Required task: Write the next part of the email thread about using Crunch to process CSV data, starting right after its last line.

Excerpted text:
[START]

PS Are you sure PIG/HIVE is really better for this kind of stuff?  I really
like the IDE friendly, statically validated, strongly typed, functional
API  ALOT more than the russian roulette that I always seem to play with my
pig/hive code :)




On Sat, Jan 4, 2014 at 7:49 PM, Jay Vyas <ja...@gmail.com> wrote:

> Thanks josh ..That was very helpful!! ..I like the avro mapper
> intermediate solution I'll try it out.
>
> ...Also : would be interested in contributing a new "section" of the
> bigpetstore workflow , a module which really showed where crunch's
> differentiating factors were valuable?
>
> The idea is that bigpetstore should show the differences between different
> ecosystem components so that people can pick for themselves which tool is
> best for which job, and so I think it would be cool to have a phase in the
> bigpetstore workflow which used some nested, strongly typed data and
> processed it with crunch versus pig, to demonstrate (in code) the comments
> you've made.
>
> Right now I only have pig and hive but want to add in cascading and
> (obviously) crunch as well.
>
> On Jan 4, 2014, at 4:57 PM, Josh Wills <jw...@cloudera.com> wrote:
>
> Hey Jay,
>
> Crunch isn't big into tuples; it's mostly used to process some sort of
> structured, complex record data like Avro, protocol buffers, or Thrift. I
> certainly don't speak for everyone in the community, but I think that using
> one of these rich, evolvable formats is the best way to work with data on
> Hadoop. For the problem you gave, where the data is in CSV text, there are
> a couple of options.
>
> One option would be to use the TupleN type to represent a record and the
> Extractor API in crunch-contrib to parse the lines of strings into typed
> tokens, so you would do something like this to your PCollection<String>:
>
> PCollection<String> rawData = ...;
> TokenizerFactory tokenize = TokenizerFactory.builder().delim(",").build();
> PCollection<TupleN> tuples = Parse.parse("bigpetshop", // a name to use
> for the counters used in parsing
>     rawData,
>     xtupleN(tokenize,
>       xstring(),   // big pet store
>       xstring(),   // store code
>       xint(),        // line item
>       xstring(),  // first name
>       xstring(),  // last name
>       xstring(),  // timestamp
>       xdouble(),  // price
>       xstring()));   // item description
>
> You could also create a POJO to represent a LineItem (which is what I
> assume this is) and then use Avro reflection-based serialization to
> serialize it with Crunch:
>
> public static class LineItem {
>   String appName;
>   String storeCode;
>   int lineId;
>   String firstName;
>   String lastName;
>   String timestamp;
>   double price;
>   String description;
>
>   public LineItem() {
>      // Avro reflection needs a zero-arg constructor
>   }
>
>   // other constructors, parsers, etc.

[END]

Data shown:

[START]

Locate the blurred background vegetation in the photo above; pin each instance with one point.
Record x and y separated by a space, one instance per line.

[END]

Exercise answer:
> }
>
> and then you would have something like this:
>
> PCollection<LineItem> lineItems = rawData.parallelDo(new MapFn<String,
> LineItem>() {
>   @Override
>   public LineItem map(String input) {
>     // parse line to LineItem object
>   }
> }, Avros.reflects(LineItem.class));
>
> I'm not quite sure what you're doing in the grouping clause you have here:
>
> groupBy(0).count();
>
> ...I assume you want to count the distinct values of the first field in
> your tuple, which you would do like this for line items:
>
> PTable<String, Long> counts = lineItems.parallelDo(new MapFn<LineItem,
> String>() {
>   public String map(LineItem lineItem) { return lineItem.appName; }
> }, Avros.strings()).count();
>
> and similarly for TupleN, although you would call get(0) on TupleN and
> have to cast the returned Object to a String b/c TupleN methods don't have
> type information.
>
> I hope that helps. In general, I don't really recommend Crunch for this
> sort of data processing; Hive, Pig, and Cascading are fine alternatives.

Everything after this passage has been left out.